Supplied text Block Start

Quick response followed by minimally invasive surgery leads to a smooth appendectomy
While visiting family in Lincoln City this fall, 16-year-old Anthony Palacios of Dallas experienced an upset stomach and what he describes as a “stabbing pain” in the right side of his abdomen. His parents took him to the emergency room at Samaritan North Lincoln Hospital where he was quickly diagnosed with appendicitis and taken into surgery.
Lincoln City surgeon Arun Raman, who performed the appendectomy, credits Palacios’ family with getting him to the hospital early.
“Had they waited another 24 to 48 hours, the appendix likely would have ruptured, causing more pain, a longer hospital stay and a longer recovery,” said Raman. “Patients usually go home the day after surgery if the appendix hasn’t ruptured, but might need to stay in the hospital for three to five days after surgery if the appendix has ruptured. In fact, overall recovery for an inflamed appendix without rupture is usually less than one week, but a ruptured appendix might involve a recovery spanning several weeks.”
Raman performed the surgery laparoscopically, which involves the insertion of small, long tubes with a camera and tiny surgical instruments into the abdomen through three tiny incisions. The camera allows the surgeon to see the inside of the abdomen while performing the surgery via a television monitor.
“A few decades ago, all appendectomies were performed via an incision of about two to five inches in length,” said Raman. “Now, we’ve moved to this minimally invasive approach, which we believe results in quicker recovery for patients and less postoperative pain.”
Another advantage of the minimally invasive approach, said Raman, is that the use of cameras allow the surgeon to see more of the abdomen.
“When you make a traditional incision, all you can easily see is what is beneath the incision. Using a camera we’re able to view all of the intestines allowing us to see what’s going on and look for other potential problems.”
Raman noted this is especially important for women, since many health issues, including ovarian cysts, can mimic appendicitis.
While minimally invasive surgery is increasingly the norm, Raman said traditional open surgery is still done if surgeons believe the appendix will be especially difficult to remove, for example, if the appendix had already ruptured.
Like most patients who undergo laparoscopic appendectomies, Palacios was home within 24 hours of his surgery, and back to normal activity within a week. He reports that he is back to his old self and feeling great. And his family credits the care from Raman and the team at Samaritan North Lincoln Hospital with getting Palacios healthy and on the road to recovery quickly.
“The care and service we received at the hospital was top notch,” said Palacios’ father, Mike Link. “Dr. Raman was excellent and did a great job explaining what we could expect throughout the process. That team really has their act together.”
Raman encourages others to act quickly, like Palacios’ family, and not put off seeking medical help.
“If you’re experiencing excruciating pain on the right side of the abdomen above and beyond what you’ve ever felt before, along with a loss of appetite, go to the ER immediately,” said Raman. “The earlier we can get you diagnosed and treated, the quicker we can get you on the road to recovery.”

Supplied text Block End

▸ **Exercise set**:
**1.** From the appendectomy article, write out the passage starting with "Another advantage of" and going on through "can mimic appendicitis.".
**2.** According to the appendectomy article, why is seeing the whole abdomen with a camera especially important for women?
**3.** Answer these questions using the appendectomy article:
(a) Through how many incisions are the tubes inserted in the laparoscopic surgery described?
(b) How long might a patient need to stay in the hospital after surgery if the appendix has ruptured?
(c) How soon after his surgery was Palacios home?

Given information Block Start

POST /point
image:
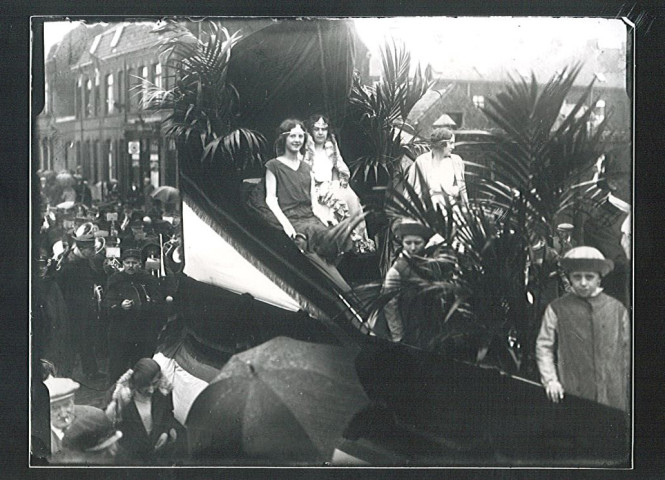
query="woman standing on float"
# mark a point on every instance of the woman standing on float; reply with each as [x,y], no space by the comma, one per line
[333,198]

Given information Block End

▸ **Answers provided**:
**1.**
Another advantage of the minimally invasive approach, said Raman, is that the use of cameras allow the surgeon to see more of the abdomen.
“When you make a traditional incision, all you can easily see is what is beneath the incision. Using a camera we’re able to view all of the intestines allowing us to see what’s going on and look for other potential problems.”
Raman noted this is especially important for women, since many health issues, including ovarian cysts, can mimic appendicitis.

**2.** Many health issues, including ovarian cysts, can mimic appendicitis. A camera lets the surgeon view all of the intestines and look for other potential problems, while a traditional incision mainly shows only what is beneath the cut.

**3.**
(a) Three tiny incisions.
(b) Three to five days.
(c) Within 24 hours.